▶ **Extracted information**
★ ★ ★ ★ ★ ★ ★
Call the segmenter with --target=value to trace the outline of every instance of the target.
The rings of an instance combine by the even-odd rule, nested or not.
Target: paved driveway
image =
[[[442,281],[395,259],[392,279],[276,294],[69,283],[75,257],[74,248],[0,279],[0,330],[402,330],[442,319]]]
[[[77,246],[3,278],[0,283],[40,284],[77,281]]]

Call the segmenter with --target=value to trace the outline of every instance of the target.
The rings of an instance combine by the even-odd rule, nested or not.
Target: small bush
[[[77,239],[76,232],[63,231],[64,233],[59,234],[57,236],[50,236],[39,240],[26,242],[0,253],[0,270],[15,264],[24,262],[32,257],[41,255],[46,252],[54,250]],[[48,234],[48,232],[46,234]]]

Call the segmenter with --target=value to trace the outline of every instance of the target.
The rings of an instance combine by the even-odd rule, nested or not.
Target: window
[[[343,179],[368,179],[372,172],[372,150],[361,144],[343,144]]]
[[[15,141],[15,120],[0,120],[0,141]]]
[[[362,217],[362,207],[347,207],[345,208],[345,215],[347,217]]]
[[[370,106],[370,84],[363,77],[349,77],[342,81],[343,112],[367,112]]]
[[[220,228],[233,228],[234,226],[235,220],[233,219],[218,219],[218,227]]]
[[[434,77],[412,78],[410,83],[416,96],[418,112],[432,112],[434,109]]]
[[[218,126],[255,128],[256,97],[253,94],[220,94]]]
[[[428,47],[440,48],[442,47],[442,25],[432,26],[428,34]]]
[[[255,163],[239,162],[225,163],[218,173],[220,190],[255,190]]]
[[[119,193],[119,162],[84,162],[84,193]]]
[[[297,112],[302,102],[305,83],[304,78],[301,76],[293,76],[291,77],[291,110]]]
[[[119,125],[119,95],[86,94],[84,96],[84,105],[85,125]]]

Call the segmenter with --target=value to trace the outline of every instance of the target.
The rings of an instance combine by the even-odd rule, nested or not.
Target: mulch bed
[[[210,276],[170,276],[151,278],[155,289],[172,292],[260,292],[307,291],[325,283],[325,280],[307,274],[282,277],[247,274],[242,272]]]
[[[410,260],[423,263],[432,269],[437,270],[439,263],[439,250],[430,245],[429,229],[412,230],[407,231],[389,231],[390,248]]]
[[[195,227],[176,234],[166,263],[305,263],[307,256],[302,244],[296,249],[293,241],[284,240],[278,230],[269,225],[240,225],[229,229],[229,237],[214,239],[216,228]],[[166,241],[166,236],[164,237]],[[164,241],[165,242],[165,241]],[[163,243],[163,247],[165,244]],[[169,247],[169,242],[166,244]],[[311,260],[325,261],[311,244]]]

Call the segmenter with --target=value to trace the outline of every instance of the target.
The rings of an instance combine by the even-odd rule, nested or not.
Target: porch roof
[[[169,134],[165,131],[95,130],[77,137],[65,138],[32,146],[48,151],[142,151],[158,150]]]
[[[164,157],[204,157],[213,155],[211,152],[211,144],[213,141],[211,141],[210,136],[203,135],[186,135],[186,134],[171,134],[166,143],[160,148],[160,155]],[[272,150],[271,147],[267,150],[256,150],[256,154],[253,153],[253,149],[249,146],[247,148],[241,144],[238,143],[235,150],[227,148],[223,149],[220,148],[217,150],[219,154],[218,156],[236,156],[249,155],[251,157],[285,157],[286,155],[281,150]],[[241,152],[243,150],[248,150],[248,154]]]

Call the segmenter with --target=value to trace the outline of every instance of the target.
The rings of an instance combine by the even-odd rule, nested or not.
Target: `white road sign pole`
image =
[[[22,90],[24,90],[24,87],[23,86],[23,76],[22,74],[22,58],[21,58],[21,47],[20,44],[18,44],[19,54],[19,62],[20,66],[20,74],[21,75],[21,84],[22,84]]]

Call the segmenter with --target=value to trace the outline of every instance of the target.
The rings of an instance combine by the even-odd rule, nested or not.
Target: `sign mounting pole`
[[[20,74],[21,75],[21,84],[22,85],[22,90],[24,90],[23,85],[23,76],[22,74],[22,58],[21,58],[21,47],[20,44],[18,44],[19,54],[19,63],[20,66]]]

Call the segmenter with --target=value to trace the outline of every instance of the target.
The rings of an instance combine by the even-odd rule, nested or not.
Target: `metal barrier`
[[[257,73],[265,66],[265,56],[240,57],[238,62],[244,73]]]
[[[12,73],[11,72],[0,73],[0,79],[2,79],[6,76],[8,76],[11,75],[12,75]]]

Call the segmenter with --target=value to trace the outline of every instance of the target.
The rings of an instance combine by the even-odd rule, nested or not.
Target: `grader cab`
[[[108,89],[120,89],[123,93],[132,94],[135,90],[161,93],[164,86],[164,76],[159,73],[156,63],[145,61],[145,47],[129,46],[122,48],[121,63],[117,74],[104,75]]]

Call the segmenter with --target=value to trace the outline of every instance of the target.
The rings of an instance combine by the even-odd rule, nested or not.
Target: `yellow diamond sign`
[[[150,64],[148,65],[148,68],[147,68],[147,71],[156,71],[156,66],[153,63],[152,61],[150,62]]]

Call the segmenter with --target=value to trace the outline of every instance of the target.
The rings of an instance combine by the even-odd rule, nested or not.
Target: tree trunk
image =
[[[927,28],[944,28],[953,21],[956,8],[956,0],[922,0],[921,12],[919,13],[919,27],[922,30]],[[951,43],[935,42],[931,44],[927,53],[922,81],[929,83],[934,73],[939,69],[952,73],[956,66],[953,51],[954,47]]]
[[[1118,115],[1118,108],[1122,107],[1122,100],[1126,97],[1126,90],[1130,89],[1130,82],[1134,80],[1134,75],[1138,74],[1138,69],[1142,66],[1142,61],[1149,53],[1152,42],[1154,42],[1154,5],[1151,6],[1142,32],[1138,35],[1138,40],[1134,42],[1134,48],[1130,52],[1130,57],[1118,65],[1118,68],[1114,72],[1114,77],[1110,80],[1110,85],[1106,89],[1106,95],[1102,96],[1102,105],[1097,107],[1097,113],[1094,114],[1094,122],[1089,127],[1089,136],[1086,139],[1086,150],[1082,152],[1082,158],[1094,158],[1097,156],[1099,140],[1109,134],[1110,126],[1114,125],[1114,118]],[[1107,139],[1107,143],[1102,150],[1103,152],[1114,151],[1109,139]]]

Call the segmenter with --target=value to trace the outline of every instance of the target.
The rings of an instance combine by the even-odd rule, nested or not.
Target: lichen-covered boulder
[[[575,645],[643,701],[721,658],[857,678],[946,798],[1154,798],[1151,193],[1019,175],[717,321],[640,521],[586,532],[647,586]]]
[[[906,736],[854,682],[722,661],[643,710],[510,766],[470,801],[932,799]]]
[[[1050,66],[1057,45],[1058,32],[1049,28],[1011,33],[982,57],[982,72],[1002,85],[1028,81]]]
★ ★ ★ ★ ★ ★ ★
▶ **Task details**
Each line of the listing above should be output exactly.

▶ **Output for this exercise**
Call the segmenter with --target=value to trace the outline of every instance of the target.
The rings of an instance combine by the even-odd rule, nested or not.
Target: paved driveway
image =
[[[442,281],[395,259],[392,279],[276,294],[69,283],[75,257],[74,248],[0,279],[0,330],[402,330],[442,319]]]
[[[77,246],[3,278],[0,283],[40,284],[77,281]]]

Call the segmenter with --target=value to trace the outline of every instance of the target.
The rings of an instance combine by the even-odd rule, nested or not.
Target: small bush
[[[77,239],[76,232],[63,231],[64,233],[59,234],[57,236],[50,236],[39,240],[26,242],[0,253],[0,270],[15,264],[24,262],[32,257],[41,255],[46,252],[54,250]],[[48,234],[48,232],[46,234]]]

Call the segmenter with --target=value to trace the outline of every instance of the target.
The rings of an instance combine by the even-odd rule, nested or not.
Target: window
[[[343,179],[368,179],[372,172],[372,150],[361,144],[343,144]]]
[[[15,141],[15,120],[0,120],[0,141]]]
[[[362,217],[362,207],[347,207],[345,208],[345,215],[347,217]]]
[[[370,106],[370,84],[363,77],[349,77],[342,81],[343,112],[367,112]]]
[[[220,228],[233,228],[234,226],[235,220],[233,219],[218,219],[218,227]]]
[[[434,77],[412,78],[410,83],[416,96],[418,112],[432,112],[434,109]]]
[[[218,126],[255,128],[256,97],[253,94],[220,94]]]
[[[428,47],[440,48],[442,47],[442,25],[432,26],[428,34]]]
[[[255,163],[239,162],[225,163],[218,173],[220,190],[255,190]]]
[[[119,193],[119,162],[84,162],[84,193]]]
[[[297,112],[302,102],[305,83],[304,78],[301,76],[293,76],[291,77],[291,110]]]
[[[119,125],[119,95],[86,94],[84,96],[84,105],[85,125]]]

Call the segmenter with --target=value to trace the outline of every instance of the target.
The rings of an instance combine by the even-odd rule, nested or not.
Target: mulch bed
[[[210,276],[170,276],[151,278],[155,289],[172,292],[260,292],[307,291],[325,283],[325,280],[307,274],[282,277],[247,274],[242,272]]]
[[[410,260],[423,263],[432,269],[437,270],[439,263],[439,250],[430,245],[429,229],[412,230],[407,231],[389,231],[390,248]]]
[[[195,227],[176,234],[166,263],[305,263],[307,256],[302,244],[296,249],[293,241],[284,240],[278,230],[269,225],[240,225],[229,229],[229,237],[214,239],[216,228]],[[166,241],[166,236],[164,237]],[[164,241],[165,242],[165,241]],[[163,243],[163,247],[165,244]],[[169,247],[169,242],[166,244]],[[311,260],[325,261],[311,244]]]

Call the segmenter with --target=value to trace the outline of every instance of the target.
The rings of an instance combine by the even-odd rule, nested or not.
Target: porch roof
[[[169,134],[165,131],[95,130],[77,137],[65,138],[32,146],[48,151],[142,151],[158,150]]]
[[[164,157],[204,157],[213,155],[211,152],[211,144],[213,141],[211,141],[210,136],[203,135],[186,135],[186,134],[171,134],[166,143],[160,148],[160,155]],[[272,150],[271,147],[267,150],[256,150],[256,154],[253,153],[253,149],[249,146],[247,148],[241,144],[238,143],[235,150],[227,148],[223,149],[220,148],[217,150],[219,154],[218,156],[236,156],[249,155],[251,157],[285,157],[286,155],[281,150]],[[241,152],[243,150],[248,150],[248,154]]]

Call the segmenter with --target=value to trace the outline of every instance of the target.
The rings of an instance combine by the even-odd rule, nested or not.
Target: `white road sign pole`
image =
[[[22,90],[24,90],[24,87],[23,86],[23,76],[22,74],[22,58],[21,58],[21,47],[20,44],[18,44],[19,54],[19,62],[20,66],[20,74],[21,75],[21,84],[22,84]]]

Call the segmenter with --target=value to trace the outline of every instance of the target.
The rings of an instance combine by the even-odd rule, nested or not.
Target: `sign mounting pole`
[[[20,74],[21,75],[21,84],[22,85],[22,90],[24,90],[23,85],[23,76],[22,74],[22,58],[21,58],[21,47],[20,44],[18,44],[19,54],[19,63],[20,66]]]

Call the segmenter with --target=value to trace the outline of every instance of the target.
The rings of an instance combine by the even-odd rule, nested or not.
Target: `metal barrier`
[[[257,73],[265,66],[265,56],[240,57],[238,62],[244,73]]]
[[[12,73],[11,72],[0,73],[0,79],[2,79],[6,76],[8,76],[11,75],[12,75]]]

Call the segmenter with --target=value to trace the outline of every instance of the target.
The rings of an instance combine by the even-odd rule, nested or not.
Target: `grader cab`
[[[108,89],[120,89],[123,93],[132,94],[135,90],[161,93],[164,86],[164,76],[159,73],[156,63],[145,61],[145,47],[129,46],[122,48],[121,63],[117,74],[104,75]]]

Call the segmenter with --target=value to trace the outline of every instance of the target.
The rings of an instance combine by the even-odd rule, nested or not.
Target: `yellow diamond sign`
[[[150,64],[148,65],[148,68],[147,68],[147,71],[156,71],[156,66],[153,63],[152,61],[150,62]]]

Call the segmenter with --target=value to trace the outline of every instance of the target.
The rings of an instance combine by the even-odd rule, nested or not.
Target: tree trunk
image =
[[[927,28],[944,28],[953,21],[956,8],[956,0],[922,0],[921,12],[919,13],[919,27],[922,30]],[[951,43],[935,42],[931,44],[927,53],[922,81],[929,83],[934,73],[939,69],[952,73],[956,66],[953,51],[954,47]]]
[[[1118,115],[1118,108],[1122,107],[1122,100],[1126,97],[1126,90],[1130,89],[1130,82],[1134,80],[1134,75],[1138,74],[1138,69],[1142,66],[1142,61],[1149,53],[1152,42],[1154,42],[1154,5],[1151,6],[1142,32],[1138,35],[1138,40],[1134,42],[1134,48],[1130,52],[1130,57],[1118,65],[1118,68],[1114,72],[1114,77],[1110,80],[1110,85],[1106,89],[1106,95],[1102,96],[1102,105],[1097,107],[1097,113],[1094,114],[1094,122],[1089,127],[1089,136],[1086,139],[1086,150],[1082,152],[1082,158],[1094,158],[1097,156],[1099,140],[1109,134],[1110,126],[1114,125],[1114,118]],[[1107,139],[1107,143],[1102,150],[1103,152],[1114,151],[1109,139]]]

Call the segmenter with --target=value to trace the outline of every instance of the target.
The rings of an instance combine by the even-odd rule, nested or not.
Target: lichen-covered boulder
[[[575,645],[643,701],[721,658],[857,678],[946,798],[1154,798],[1151,193],[1019,175],[717,321],[640,521],[586,532],[647,586]]]
[[[906,736],[854,682],[722,661],[643,710],[510,766],[470,801],[932,799]]]
[[[1050,66],[1057,45],[1058,32],[1049,28],[1011,33],[982,57],[982,72],[1002,85],[1028,81]]]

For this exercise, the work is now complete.